* Selected extract:
----
Hawks look to future following Cavaliers' decisive sweep

Hawks look to future following Cavaliers' decisive sweep

Published May. 27, 2015 1:04 a.m. ET

CLEVELAND -- It was a brutal, merciless eulogy. The Atlanta Hawks' historic season was over from the moment the Cleveland Cavaliers stepped on their home floor on Tuesday night, a 118-88 rout that underscored the chasm between two teams on two divergent postseason paths.

Down the hall from the Hawks' reserved locker room, the cacophony following LeBron James & Co. delivering just the second NBA Finals berth in Cavaliers franchise history could be heard clearly, all the Hawks' season could have become being bestowed upon the better half of the one-sided Eastern Conference finals. Like the four East challengers before them, the Hawks couldn't figure out James. They couldn't figure out their own recurring issues. They lost their shooting touch. They couldn't mask their shortcomings, couldn't find their feared rhythm.

It was an unfitting end.

Then again, the end never seems to fit in the eyes of the defeated.

ADVERTISEMENT

"In the playoffs, you learn and grow a lot, including in a night like tonight. It's not something anybody wants, but I think we've always talked about learning and growing each day, each experience, and I think throughout the playoffs we've done that," Hawks coach Mike Budenholzer said. "We'll learn from tonight and we'll learn from this series and we'll be better going forward."

The Cavaliers outscored the Hawks by 53 points over the four games. James continued his pursuit of numerous NBA records -- he became the first player in NBA postseason history to average 30 points, 11 rebounds and nine assists in a series, according to Elias -- Tristan Thompson flexed his muscle inside, Cleveland wings feasted on open 3-pointers and the absences of Kyrie Irving and Kevin Love were hardly noticeable, if at all. Though Atlanta entered as the top seed, Cleveland was really only challenged once, and never in a road environment.

The Hawks were handed their own set of misfortune, but decisive sweeps often fail to acknowledge nuance.

For all intents and purposes, the Cavaliers ran the table convincingly.

This was a blitzkrieg.
----
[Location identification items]

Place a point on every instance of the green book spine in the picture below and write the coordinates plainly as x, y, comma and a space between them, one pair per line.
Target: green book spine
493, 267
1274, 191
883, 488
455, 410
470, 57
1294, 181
----
* Set task: In the article on the Hawks' playoff sweep, copy the passage from "Published May. 27, 2015" up to and including "divergent postseason paths.", substituting "harsh" for "brutal".

* Solution for this exercise:
Published May. 27, 2015 1:04 a.m. ET

CLEVELAND -- It was a harsh, merciless eulogy. The Atlanta Hawks' historic season was over from the moment the Cleveland Cavaliers stepped on their home floor on Tuesday night, a 118-88 rout that underscored the chasm between two teams on two divergent postseason paths.